→ MATERIAL SUPPLIED:
==============================

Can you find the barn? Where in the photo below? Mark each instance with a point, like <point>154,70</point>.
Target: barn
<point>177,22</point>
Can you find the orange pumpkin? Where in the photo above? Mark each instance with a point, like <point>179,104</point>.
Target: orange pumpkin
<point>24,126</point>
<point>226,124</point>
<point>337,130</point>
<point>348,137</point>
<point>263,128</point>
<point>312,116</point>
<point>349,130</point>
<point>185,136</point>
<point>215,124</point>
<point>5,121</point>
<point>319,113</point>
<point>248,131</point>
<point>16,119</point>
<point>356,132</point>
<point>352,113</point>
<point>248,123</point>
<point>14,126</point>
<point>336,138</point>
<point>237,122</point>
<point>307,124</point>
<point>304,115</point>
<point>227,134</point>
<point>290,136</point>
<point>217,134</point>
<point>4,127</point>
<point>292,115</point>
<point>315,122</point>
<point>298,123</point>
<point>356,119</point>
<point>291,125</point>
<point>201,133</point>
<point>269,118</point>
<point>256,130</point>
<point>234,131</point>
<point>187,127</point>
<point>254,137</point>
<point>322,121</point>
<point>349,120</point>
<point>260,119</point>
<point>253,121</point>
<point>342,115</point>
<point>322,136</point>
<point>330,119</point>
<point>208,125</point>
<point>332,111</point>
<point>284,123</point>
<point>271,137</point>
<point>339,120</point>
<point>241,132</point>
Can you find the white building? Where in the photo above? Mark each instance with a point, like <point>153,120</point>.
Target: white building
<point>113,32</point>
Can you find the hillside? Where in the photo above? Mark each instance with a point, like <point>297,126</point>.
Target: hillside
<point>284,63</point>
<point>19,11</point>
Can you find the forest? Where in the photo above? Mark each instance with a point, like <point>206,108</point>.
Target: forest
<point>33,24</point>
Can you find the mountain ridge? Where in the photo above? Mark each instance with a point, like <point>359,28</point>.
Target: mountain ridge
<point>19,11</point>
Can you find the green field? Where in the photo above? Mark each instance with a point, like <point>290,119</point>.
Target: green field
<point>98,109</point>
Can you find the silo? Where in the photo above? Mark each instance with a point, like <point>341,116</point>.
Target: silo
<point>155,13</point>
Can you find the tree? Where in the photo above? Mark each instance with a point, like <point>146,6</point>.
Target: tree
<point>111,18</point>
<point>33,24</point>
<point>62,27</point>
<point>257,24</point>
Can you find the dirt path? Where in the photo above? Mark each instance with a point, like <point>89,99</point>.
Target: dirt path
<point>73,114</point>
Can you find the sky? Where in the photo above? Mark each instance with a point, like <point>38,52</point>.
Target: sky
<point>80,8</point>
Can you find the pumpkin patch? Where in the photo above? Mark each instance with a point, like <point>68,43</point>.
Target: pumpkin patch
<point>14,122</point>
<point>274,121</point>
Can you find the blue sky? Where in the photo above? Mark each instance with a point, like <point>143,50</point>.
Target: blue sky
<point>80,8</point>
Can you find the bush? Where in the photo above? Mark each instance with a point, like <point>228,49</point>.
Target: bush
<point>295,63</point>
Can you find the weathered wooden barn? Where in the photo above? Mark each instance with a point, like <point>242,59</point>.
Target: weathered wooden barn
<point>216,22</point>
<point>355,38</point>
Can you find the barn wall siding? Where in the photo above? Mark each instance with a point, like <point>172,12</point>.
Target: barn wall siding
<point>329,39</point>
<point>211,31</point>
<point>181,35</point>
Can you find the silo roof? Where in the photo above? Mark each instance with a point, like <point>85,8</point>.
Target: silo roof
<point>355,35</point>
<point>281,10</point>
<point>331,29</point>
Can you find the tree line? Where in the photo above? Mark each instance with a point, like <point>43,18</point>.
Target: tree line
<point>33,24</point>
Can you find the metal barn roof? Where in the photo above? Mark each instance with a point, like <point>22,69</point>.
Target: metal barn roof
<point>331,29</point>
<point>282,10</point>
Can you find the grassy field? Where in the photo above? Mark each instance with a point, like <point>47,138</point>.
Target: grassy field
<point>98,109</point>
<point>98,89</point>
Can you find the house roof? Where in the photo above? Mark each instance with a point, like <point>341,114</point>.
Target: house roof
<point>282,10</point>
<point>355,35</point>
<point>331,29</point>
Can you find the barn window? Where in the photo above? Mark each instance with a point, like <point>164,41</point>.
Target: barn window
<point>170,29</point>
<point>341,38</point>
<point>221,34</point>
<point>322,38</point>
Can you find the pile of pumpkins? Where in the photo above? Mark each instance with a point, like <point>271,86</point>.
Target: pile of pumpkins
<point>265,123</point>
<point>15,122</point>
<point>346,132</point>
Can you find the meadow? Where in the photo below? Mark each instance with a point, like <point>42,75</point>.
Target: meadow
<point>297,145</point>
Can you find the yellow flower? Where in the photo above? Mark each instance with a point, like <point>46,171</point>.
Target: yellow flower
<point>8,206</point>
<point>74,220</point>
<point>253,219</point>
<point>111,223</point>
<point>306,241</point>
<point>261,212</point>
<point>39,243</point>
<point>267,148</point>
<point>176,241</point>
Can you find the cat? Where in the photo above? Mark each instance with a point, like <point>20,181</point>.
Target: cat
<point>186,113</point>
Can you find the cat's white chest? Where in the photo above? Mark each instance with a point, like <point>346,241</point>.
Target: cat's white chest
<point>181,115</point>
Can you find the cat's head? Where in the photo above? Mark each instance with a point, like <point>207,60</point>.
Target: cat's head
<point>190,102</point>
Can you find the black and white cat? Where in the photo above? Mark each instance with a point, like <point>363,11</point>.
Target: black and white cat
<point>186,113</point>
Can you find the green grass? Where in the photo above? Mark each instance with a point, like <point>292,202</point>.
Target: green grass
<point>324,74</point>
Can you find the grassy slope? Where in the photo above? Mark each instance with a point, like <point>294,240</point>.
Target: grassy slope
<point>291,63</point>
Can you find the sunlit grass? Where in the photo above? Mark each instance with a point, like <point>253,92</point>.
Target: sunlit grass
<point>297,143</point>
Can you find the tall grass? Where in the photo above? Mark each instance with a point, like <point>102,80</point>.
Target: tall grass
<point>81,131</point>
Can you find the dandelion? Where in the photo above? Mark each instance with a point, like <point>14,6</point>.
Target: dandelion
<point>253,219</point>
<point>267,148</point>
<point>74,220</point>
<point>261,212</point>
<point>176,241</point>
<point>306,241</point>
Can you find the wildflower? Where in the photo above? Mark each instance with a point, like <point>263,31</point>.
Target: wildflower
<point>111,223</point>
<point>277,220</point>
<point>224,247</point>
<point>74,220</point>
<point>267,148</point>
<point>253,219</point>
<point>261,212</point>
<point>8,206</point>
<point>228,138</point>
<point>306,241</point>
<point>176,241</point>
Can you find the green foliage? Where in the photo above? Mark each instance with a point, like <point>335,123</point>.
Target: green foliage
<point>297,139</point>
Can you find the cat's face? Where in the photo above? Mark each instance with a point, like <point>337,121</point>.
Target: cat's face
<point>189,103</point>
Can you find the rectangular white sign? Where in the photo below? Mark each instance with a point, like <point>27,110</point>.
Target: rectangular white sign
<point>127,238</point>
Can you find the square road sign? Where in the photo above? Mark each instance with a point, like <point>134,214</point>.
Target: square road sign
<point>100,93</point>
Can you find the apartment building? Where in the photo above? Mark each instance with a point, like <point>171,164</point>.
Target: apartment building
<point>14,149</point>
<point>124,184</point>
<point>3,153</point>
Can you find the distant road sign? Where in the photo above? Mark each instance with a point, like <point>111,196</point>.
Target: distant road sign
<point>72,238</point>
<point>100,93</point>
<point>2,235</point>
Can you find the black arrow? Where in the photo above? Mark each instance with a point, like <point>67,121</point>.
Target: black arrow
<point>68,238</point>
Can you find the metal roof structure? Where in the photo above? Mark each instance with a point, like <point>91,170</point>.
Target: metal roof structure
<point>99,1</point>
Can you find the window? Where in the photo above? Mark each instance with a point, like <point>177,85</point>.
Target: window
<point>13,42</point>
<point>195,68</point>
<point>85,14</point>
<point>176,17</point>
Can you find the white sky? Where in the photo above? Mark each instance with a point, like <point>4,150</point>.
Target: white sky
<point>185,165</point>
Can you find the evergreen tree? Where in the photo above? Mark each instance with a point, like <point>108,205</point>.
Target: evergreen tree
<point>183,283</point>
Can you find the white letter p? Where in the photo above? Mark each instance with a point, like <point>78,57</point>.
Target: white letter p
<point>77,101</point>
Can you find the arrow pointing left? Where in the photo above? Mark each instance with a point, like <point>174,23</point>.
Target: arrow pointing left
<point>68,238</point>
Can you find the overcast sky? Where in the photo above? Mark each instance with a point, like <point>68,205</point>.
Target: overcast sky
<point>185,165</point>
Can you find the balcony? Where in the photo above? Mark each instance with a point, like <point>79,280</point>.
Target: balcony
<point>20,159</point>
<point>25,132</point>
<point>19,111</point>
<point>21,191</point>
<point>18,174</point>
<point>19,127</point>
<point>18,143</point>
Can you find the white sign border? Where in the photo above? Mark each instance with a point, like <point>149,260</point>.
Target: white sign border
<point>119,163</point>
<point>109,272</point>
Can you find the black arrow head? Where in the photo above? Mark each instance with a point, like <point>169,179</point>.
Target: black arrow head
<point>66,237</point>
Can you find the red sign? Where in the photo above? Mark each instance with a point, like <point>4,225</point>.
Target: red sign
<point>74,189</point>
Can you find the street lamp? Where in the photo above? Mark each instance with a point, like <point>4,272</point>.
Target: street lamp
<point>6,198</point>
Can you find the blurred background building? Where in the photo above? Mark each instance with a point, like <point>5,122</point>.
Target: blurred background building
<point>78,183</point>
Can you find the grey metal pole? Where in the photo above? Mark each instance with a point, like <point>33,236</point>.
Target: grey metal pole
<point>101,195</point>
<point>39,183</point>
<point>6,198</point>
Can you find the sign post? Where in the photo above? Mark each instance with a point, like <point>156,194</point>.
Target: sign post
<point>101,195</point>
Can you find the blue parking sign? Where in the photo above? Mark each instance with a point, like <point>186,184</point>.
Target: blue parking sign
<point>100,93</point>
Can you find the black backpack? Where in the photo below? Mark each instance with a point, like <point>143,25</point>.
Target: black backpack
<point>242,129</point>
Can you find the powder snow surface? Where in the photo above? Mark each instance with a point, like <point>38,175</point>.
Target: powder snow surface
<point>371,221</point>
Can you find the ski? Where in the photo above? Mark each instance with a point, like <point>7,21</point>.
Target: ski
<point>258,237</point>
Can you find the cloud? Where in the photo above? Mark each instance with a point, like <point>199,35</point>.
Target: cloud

==============================

→ GIVEN EXERCISE: Please turn the part of the entries above that opens with the line containing "Can you find the grassy slope?" and closes with the line containing "<point>189,103</point>", both lines included, into a numbered list with one line per item and no blank lines.

→ SOLVED PROBLEM:
1. Can you find the grassy slope? Where in the photo above? Mark each instance with a point, like <point>294,240</point>.
2. Target: grassy slope
3. <point>291,63</point>
4. Can you find the sunlit grass? Where in the photo above? Mark each instance with a point, like <point>253,92</point>.
5. Target: sunlit grass
6. <point>297,143</point>
7. Can you find the tall grass? Where in the photo above? Mark each instance with a point, like <point>102,80</point>.
8. Target: tall grass
9. <point>81,131</point>
10. Can you find the dandelion? Where in the photo above? Mark each instance with a point, like <point>14,6</point>.
11. Target: dandelion
12. <point>253,219</point>
13. <point>267,148</point>
14. <point>74,220</point>
15. <point>261,212</point>
16. <point>176,241</point>
17. <point>306,241</point>
18. Can you find the wildflower? Where in the photo above? Mark each instance with a point, like <point>263,31</point>.
19. Target: wildflower
20. <point>111,223</point>
21. <point>277,220</point>
22. <point>224,247</point>
23. <point>74,220</point>
24. <point>267,148</point>
25. <point>253,219</point>
26. <point>261,212</point>
27. <point>8,206</point>
28. <point>228,138</point>
29. <point>306,241</point>
30. <point>176,241</point>
31. Can you find the green foliage? Where in the photo above? Mark each instance with a point, like <point>335,123</point>.
32. Target: green foliage
33. <point>297,139</point>
34. Can you find the cat's face? Where in the photo above? Mark each instance with a point, like <point>337,121</point>.
35. Target: cat's face
36. <point>189,103</point>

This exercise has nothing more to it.